▸ **Opdracht**
Zet de leestekst over Eli en zijn familie alsjeblieft voort, aansluitend op de laatste zin.

▸ **Leestekst**

Eli’s zonen waren flink corrupt. “Daarom spreekt de HEERE, de God van Israël: Ik had duidelijk gezegd: Uw huis en uw familie zullen voor eeuwig voor Mijn aangezicht wandelen. Maar nu spreekt de HEERE: Er is bij Mij geen sprake van, want wie Mij eren, zal Ik eren, maar wie Mij verachten, zullen zelf veracht worden.” (1 Sam 2:30) Deze belofte wordt verder nergens genoemd. Als Eli de belofte kreeg was dat kennelijk voordat zijn zonen corrupt werden. Anders kreeg zijn vader, opa of een verdere voorvader de belofte. Maar het is zeker opvallend als je bedenkt dat Eli niet van Eleazar afstamde. Hij of een van zijn voorouders zal door God bevestigd zijn als hogepriester, in de plaats van Eleazars lijn.

Al die vaagheid rondom Eli en zijn familie kan net als bij Bedan worden begrepen als hij op de een of andere manier met Egypte te maken had.

▸ **Aangeleverde gegevens**
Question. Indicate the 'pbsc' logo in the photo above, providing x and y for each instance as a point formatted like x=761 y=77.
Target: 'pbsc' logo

▸ **Schriftelijk antwoord**
Amenhotep II 4

Een connectie tussen Bedan en Eli had ik niet gelegd zonder de oorlogsverslagen van Amenhotep II. Amenhotep maakte bij zijn veldtocht door Israël, in 1169, een opmerking over een plaats die hij qb‘-smn noemt. Zoals uitgelegd in de post achter de link is dit mogelijk Silo. Amenhotep schreef dat qq, de leider van qb‘-smn, naar hem toe werd gebracht met diens gezin en bedienden, en dat hij een ander aanstelt als wr (prins, letterlijk grote 5 ) van qb‘-smn. Dit zou de enige plek zijn waarop Amenhotep, tegen de Egyptische gewoonte in, de naam van een tegenstander noemt. qq is dan ook waarschijnlijk geen naam, maar een titel. Het is mogelijk een afkorting van kohen gadol, de hogepriester; de Egyptische q kan zowel voor de Hebreeeuwse g 6 als k 7 gebruikt worden. Als dat klopt nam Amenhotep in 1169 de hogepriester gevangen en stelde hij een nieuwe leider aan. Deze wr is niet te identificeren in het boek Richteren.

Een en ander kan nu gecombineerd worden.

Eli werd geboren in 1182 (hij werd 98, 1 Sam 4:15, en stierf rond 1084), 13 jaar voordat Amenhotep een nieuwe prins aanstelde in Silo. Het hogepriesterschap zat oorspronkelijk niet in Eli’s familie, maar was door God aan hen gegeven. Als het begin van Eli’s leiderschap inderdaad met Egypte te maken had is het mogelijk geen toeval dat hij richter werd in 1124, het jaar waarin Bedan de Filistijnen (Egyptenaren) versloeg en Amenhotep III Israël overgaf in de handen van Simsons stadsvorsten, degenen uit de Amarnabrieven. Het is vervolgens mogelijk dat Eli de opvolger was van de qq die door Amenhotep III in Silo werd aangesteld in 1169.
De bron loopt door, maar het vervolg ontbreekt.